begin

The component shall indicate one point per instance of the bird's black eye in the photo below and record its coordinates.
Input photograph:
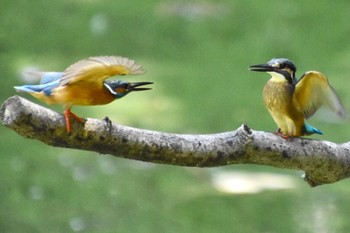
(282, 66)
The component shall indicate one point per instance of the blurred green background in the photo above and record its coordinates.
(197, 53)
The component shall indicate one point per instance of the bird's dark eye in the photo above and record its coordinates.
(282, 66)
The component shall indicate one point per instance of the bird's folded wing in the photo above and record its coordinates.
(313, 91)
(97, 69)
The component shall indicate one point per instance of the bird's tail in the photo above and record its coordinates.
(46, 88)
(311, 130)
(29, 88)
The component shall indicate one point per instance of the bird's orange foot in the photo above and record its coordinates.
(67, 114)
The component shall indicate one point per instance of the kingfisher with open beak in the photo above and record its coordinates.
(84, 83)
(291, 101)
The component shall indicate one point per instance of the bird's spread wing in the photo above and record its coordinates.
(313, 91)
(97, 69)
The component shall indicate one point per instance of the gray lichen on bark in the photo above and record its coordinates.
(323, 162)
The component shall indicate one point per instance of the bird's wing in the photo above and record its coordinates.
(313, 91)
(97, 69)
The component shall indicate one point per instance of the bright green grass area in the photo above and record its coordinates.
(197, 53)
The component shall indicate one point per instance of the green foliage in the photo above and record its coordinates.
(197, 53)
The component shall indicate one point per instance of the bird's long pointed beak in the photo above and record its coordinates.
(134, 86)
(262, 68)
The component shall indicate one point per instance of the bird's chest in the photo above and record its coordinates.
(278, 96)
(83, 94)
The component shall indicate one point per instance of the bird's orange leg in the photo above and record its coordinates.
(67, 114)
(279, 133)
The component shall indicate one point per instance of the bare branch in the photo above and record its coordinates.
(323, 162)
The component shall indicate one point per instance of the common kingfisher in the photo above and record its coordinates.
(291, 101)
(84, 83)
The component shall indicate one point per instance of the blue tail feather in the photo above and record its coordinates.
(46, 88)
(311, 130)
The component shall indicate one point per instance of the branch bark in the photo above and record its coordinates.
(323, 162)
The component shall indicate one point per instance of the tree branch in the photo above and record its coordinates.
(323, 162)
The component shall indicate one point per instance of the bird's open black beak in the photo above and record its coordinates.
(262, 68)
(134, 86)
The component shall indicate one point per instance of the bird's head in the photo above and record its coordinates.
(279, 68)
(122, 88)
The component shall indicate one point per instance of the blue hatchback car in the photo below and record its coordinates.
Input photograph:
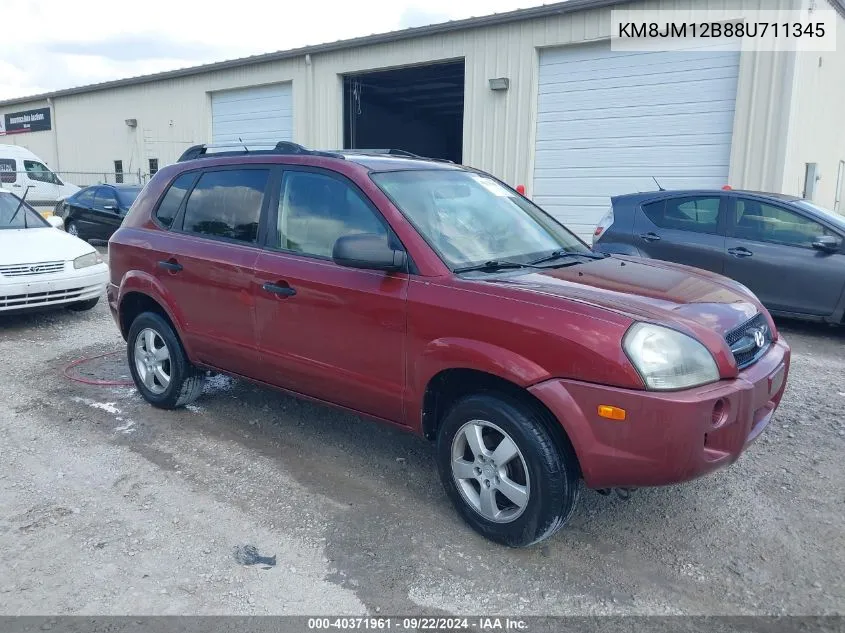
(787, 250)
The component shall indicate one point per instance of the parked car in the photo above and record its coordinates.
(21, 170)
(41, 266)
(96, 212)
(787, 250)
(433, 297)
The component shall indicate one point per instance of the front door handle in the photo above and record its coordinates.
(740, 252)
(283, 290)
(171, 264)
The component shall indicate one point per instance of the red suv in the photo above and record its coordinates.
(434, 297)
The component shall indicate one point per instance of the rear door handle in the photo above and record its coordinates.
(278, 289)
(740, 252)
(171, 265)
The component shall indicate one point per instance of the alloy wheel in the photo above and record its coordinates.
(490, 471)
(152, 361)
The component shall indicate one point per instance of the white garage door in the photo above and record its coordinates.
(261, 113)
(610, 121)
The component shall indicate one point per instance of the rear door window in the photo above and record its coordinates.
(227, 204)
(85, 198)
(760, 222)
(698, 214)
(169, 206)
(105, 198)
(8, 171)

end

** SET TASK **
Without including any pictures, please restate all the records exactly.

** COMPLETED TASK **
The component shall indicate one point per instance of the bird's black eye in the photo below and record its coordinates.
Input photograph:
(282, 66)
The component shall indicate one point per instance of the blurred green background in the photo above and record its coordinates.
(197, 53)
The component shall indicate one point per instance of the bird's dark eye in the photo above and record its coordinates.
(282, 66)
The component shall indicate one point per instance of the bird's folded wing in the photo above and record its coordinates.
(313, 91)
(97, 69)
The component shall indicate one point per instance of the bird's tail in the photo above and record its coordinates.
(46, 88)
(311, 130)
(29, 88)
The component shall indicate one point per instance of the bird's orange foot in the photo above and record its coordinates.
(67, 114)
The component shall indicate one point per instance of the kingfisher with open beak in the photo above and record its coordinates.
(84, 83)
(291, 101)
The component shall indicate one point per instance of the bird's spread wing in the photo above and record its coordinates.
(313, 91)
(97, 69)
The component shall indicate one point per instance of the gray lichen on bark in the photo above and record its coordinates.
(323, 162)
The component shall indicate one point per instance of the bird's wing in the photo above and record its coordinates.
(313, 91)
(97, 69)
The component shall indicate one point per instance of the bright green grass area in the photo above and record its coordinates.
(197, 53)
The component shall indicate one point per instance of the green foliage in the photo above and record its coordinates.
(197, 53)
The component shall indicate one point per instance of the bird's long pointed beak in the photo above and record its coordinates.
(134, 86)
(262, 68)
The component shall indicate one point per instance of the bird's chest in the photo above and record its coordinates.
(278, 96)
(83, 94)
The component shall indicate one point per instance of the bird's orange leg in the photo above and record its coordinates.
(67, 114)
(279, 133)
The component shall indicate one point per instance of the bare branch in the photo above and record its coordinates.
(323, 162)
The component shall indicate one point per instance of the common kingfisher in the photo above and record its coordinates.
(291, 101)
(84, 83)
The component shall indicate one point per instance of the blue tail feather in the photo above and record its coordinates.
(46, 88)
(311, 130)
The component shall indicate one point per instance of the branch bark in the photo above and record its coordinates.
(323, 162)
The component shall indicate one point per instance of the tree branch in the photo above and record its coordinates.
(323, 162)
The component shall indicate one point per instance of the bird's open black beak in the photo above and record its coordinates.
(262, 68)
(134, 86)
The component shall indicate one point per instance of the bird's head in the photo above and record its coordinates.
(279, 68)
(122, 88)
The component shall indicate one point per instance of the blue hatchback car in the photo below and record its coordinates.
Input photograph:
(787, 250)
The component shall indicate one point per instance of the parked car in the photo above and record its coordinates.
(21, 170)
(41, 266)
(96, 212)
(787, 250)
(433, 297)
The component shall indicate one point per instance of the front door handle in the photo above and record its coordinates.
(740, 252)
(283, 290)
(171, 264)
The component shall indicate one point per instance of the red suv in the photo above and record its coordinates.
(434, 297)
The component shall indicate one point per instance of the rear door handle in the photo above and record its coordinates.
(278, 289)
(740, 252)
(171, 265)
The component shall indicate one point per instance of the alloy wheel in the photo above and record its coordinates.
(490, 471)
(152, 361)
The component shall indicate one point per instance of the white garage door in the photo above and record its coordinates.
(261, 113)
(610, 121)
The component shall indicate one point per instance of the rear door window in the photo above and record its coordinates.
(227, 204)
(85, 198)
(760, 222)
(698, 214)
(169, 206)
(105, 198)
(8, 171)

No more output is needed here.